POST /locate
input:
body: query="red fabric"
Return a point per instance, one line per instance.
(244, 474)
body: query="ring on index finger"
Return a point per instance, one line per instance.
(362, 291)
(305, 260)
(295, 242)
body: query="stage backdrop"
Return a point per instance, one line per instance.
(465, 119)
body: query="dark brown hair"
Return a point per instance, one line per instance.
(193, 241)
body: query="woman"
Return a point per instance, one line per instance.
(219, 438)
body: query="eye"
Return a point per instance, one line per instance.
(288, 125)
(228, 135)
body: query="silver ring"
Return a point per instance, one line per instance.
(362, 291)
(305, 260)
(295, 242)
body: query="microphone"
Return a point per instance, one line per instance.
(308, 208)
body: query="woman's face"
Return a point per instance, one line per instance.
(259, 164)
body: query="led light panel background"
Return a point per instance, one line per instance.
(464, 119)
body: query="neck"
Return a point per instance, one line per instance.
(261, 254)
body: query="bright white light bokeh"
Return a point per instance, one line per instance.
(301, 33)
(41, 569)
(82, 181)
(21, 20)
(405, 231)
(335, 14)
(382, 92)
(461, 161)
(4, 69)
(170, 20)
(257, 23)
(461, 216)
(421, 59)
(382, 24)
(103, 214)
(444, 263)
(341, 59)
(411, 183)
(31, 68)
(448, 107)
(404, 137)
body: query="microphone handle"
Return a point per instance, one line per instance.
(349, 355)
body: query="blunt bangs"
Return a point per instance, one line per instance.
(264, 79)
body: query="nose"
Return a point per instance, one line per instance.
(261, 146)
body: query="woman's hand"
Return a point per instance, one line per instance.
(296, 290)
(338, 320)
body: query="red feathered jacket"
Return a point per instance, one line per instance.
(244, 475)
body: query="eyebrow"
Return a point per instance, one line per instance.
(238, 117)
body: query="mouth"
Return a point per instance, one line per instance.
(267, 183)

**Problem description**
List each line of the records above that contains the word "ring", matching case exactly.

**Solution**
body: query="ring on index finger"
body: query="silver ring"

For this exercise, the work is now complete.